═════ Dataset entries ═════

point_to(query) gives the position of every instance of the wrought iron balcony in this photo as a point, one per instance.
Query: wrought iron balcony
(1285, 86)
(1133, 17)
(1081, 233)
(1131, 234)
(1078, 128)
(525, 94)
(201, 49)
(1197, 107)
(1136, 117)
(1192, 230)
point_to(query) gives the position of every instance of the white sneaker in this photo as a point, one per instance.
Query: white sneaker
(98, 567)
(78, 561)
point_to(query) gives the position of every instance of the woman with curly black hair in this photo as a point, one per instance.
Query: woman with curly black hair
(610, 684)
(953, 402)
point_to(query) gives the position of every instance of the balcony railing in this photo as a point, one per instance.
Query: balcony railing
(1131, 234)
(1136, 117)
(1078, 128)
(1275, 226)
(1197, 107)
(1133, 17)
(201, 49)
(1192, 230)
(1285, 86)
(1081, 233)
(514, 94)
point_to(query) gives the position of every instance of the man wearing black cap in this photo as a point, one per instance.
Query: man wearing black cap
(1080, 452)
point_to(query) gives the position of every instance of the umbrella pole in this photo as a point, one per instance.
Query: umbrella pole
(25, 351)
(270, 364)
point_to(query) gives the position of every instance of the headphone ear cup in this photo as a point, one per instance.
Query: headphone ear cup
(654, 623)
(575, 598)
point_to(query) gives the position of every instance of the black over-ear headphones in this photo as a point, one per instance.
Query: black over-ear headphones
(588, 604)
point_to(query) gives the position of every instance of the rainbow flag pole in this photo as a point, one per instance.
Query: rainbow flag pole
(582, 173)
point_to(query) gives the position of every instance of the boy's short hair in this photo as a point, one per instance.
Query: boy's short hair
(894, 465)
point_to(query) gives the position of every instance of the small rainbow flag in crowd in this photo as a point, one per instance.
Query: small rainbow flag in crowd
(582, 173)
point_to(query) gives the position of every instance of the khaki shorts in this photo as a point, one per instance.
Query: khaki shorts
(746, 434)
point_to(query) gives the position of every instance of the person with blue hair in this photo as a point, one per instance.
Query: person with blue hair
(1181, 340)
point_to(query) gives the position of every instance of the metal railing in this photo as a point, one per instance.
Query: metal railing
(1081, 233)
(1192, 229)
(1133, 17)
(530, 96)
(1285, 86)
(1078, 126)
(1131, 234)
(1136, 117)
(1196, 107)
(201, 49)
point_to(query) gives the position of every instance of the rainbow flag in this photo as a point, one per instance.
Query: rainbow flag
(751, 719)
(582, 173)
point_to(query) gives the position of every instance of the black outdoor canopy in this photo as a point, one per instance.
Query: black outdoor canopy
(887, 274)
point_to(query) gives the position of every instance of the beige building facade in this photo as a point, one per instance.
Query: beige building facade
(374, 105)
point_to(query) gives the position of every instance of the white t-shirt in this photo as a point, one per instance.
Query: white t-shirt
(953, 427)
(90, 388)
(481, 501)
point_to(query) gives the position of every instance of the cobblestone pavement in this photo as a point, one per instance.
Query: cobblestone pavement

═════

» **Exercise task**:
Quote the records word for word, starting at the line that contains "the white t-shirt" and ending at the final line of the records.

» **Exercise result**:
point_to(query) gives the position of every instance of the white t-shirt in this photo as a point, one per instance.
Query: white t-shirt
(953, 427)
(90, 388)
(481, 501)
point_to(query) gives the position of every instance of the cobblestone pavement in this photo as a point, one per instance.
Query: cobblestone pavement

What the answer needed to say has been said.